WHAT YOU HAVE TO DO: For the string "below", state how many lines of the data hold it. Give nothing besides the number.
────────────────────────────────────────
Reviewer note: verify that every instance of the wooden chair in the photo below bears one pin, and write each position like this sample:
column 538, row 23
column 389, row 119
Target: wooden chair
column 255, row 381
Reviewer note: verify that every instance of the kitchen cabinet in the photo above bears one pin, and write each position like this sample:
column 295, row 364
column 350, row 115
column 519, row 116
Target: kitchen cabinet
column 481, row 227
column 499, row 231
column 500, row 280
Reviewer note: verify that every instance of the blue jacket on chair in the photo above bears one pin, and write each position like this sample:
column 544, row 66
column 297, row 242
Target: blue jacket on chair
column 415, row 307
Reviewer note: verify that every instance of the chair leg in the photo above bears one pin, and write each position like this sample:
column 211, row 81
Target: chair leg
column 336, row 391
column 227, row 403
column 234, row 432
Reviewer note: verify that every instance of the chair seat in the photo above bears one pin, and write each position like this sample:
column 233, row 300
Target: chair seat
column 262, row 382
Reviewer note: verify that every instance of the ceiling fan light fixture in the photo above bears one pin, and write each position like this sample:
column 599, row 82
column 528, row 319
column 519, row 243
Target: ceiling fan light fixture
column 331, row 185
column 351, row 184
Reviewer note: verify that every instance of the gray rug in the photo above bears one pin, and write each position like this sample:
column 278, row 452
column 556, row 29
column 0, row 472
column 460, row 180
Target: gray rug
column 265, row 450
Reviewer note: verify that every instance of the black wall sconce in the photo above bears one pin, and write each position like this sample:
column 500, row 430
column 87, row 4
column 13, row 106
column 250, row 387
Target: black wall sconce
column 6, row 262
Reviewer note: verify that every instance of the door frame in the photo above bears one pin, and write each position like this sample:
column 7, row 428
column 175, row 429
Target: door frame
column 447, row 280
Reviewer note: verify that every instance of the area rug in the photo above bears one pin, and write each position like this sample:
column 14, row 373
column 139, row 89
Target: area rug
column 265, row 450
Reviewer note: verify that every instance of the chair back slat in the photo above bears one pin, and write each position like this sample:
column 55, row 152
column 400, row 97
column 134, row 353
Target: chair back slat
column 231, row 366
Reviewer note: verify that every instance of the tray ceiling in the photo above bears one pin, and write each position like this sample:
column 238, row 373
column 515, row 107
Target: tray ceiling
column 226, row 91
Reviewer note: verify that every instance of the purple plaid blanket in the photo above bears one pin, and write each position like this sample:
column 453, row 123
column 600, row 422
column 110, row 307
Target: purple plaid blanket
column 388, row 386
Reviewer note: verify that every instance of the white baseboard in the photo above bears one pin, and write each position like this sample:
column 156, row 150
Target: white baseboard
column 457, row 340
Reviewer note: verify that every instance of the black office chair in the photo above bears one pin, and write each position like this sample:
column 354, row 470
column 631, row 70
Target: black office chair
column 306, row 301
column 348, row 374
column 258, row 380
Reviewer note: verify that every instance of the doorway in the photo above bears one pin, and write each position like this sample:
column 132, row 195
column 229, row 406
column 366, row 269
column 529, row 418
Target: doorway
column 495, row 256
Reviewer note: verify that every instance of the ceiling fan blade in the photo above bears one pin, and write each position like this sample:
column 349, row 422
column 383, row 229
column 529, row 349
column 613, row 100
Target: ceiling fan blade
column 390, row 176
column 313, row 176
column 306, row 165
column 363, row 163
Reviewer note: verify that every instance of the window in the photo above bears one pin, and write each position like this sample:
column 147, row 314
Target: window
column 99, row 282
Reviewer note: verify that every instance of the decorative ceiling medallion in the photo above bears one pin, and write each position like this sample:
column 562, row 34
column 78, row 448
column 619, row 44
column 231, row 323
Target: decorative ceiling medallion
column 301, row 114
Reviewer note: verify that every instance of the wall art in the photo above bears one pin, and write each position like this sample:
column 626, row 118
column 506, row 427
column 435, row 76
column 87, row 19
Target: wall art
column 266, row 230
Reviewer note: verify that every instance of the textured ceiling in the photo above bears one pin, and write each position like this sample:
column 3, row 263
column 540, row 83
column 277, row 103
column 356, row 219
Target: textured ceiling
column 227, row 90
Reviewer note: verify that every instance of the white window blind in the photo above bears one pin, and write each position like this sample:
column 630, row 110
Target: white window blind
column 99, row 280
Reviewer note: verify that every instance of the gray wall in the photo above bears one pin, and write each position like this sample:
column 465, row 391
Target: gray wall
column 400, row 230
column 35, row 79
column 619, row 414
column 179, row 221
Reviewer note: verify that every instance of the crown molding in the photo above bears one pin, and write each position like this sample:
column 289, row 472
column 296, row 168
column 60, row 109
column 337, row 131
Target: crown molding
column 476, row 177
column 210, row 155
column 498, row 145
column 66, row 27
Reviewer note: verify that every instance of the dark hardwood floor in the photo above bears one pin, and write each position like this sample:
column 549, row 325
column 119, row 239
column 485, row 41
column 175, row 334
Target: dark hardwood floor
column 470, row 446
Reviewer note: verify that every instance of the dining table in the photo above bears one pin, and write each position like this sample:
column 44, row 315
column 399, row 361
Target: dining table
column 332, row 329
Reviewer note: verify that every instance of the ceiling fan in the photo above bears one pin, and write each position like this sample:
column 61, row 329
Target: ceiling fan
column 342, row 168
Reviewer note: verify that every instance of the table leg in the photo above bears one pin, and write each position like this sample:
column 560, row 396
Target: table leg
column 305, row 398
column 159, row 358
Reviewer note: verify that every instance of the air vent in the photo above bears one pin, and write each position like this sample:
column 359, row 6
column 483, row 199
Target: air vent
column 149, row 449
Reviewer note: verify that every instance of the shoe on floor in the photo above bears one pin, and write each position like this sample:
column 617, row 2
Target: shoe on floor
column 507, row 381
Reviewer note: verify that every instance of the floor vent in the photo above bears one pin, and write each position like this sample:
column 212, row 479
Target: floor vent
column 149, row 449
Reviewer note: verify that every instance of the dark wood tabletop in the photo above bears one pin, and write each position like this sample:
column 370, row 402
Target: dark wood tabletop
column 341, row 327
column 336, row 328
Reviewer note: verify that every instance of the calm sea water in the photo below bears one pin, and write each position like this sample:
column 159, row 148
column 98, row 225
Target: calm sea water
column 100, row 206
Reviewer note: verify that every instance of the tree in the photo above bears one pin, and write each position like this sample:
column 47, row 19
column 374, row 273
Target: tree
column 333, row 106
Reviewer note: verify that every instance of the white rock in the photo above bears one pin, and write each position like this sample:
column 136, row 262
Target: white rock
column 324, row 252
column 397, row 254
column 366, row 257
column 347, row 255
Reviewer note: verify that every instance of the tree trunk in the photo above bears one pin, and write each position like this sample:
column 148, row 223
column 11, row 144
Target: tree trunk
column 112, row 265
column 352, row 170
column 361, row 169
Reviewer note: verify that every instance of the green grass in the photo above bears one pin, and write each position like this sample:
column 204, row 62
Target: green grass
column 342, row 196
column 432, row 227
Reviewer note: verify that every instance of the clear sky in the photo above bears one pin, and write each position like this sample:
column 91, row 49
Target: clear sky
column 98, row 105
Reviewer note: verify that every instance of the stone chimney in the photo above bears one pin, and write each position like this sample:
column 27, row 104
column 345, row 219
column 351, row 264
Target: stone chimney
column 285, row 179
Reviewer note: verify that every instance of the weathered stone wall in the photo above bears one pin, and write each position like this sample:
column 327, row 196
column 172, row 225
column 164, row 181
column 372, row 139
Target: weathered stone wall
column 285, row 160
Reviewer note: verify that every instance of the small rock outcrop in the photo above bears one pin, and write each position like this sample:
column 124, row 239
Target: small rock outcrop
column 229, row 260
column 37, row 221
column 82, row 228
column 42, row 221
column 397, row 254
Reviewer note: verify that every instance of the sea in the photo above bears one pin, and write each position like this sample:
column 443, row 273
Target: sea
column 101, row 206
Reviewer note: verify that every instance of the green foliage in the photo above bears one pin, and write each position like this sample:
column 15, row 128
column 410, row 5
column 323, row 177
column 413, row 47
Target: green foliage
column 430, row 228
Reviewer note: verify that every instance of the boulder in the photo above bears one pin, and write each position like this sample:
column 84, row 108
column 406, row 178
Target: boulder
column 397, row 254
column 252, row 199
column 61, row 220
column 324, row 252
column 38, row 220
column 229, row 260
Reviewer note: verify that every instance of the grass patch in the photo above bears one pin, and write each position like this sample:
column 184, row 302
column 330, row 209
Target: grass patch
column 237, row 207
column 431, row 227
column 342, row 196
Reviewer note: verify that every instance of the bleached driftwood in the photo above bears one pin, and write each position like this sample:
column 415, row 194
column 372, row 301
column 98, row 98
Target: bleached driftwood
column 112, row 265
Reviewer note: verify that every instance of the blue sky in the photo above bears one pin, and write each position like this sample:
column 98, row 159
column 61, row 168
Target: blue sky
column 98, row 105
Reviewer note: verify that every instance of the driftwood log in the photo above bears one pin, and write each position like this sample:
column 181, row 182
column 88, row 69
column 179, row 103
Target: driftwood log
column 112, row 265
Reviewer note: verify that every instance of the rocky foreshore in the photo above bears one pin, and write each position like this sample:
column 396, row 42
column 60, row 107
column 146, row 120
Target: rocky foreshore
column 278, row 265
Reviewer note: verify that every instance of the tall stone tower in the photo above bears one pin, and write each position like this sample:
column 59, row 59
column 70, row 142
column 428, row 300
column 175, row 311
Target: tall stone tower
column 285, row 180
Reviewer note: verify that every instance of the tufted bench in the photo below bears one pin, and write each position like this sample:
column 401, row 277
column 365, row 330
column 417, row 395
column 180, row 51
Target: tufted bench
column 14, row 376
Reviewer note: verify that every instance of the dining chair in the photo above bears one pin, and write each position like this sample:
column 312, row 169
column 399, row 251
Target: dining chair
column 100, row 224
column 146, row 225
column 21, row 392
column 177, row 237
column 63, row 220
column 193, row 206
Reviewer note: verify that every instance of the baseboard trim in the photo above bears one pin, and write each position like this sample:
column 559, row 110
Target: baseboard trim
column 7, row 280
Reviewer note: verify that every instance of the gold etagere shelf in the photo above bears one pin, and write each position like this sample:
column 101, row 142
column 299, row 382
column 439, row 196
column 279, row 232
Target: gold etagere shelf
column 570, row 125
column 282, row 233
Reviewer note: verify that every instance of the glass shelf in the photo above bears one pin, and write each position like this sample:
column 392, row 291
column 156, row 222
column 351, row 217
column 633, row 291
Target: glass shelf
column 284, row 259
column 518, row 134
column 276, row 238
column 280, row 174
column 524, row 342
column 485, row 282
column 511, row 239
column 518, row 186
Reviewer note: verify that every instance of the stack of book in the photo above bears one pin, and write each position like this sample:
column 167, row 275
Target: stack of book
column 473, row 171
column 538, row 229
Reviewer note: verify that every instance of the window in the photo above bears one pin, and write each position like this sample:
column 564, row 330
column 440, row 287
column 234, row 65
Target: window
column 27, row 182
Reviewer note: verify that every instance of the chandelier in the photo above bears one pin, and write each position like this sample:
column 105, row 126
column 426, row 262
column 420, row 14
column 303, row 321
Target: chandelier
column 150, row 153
────────────────────────────────────────
TASK ANSWER: 3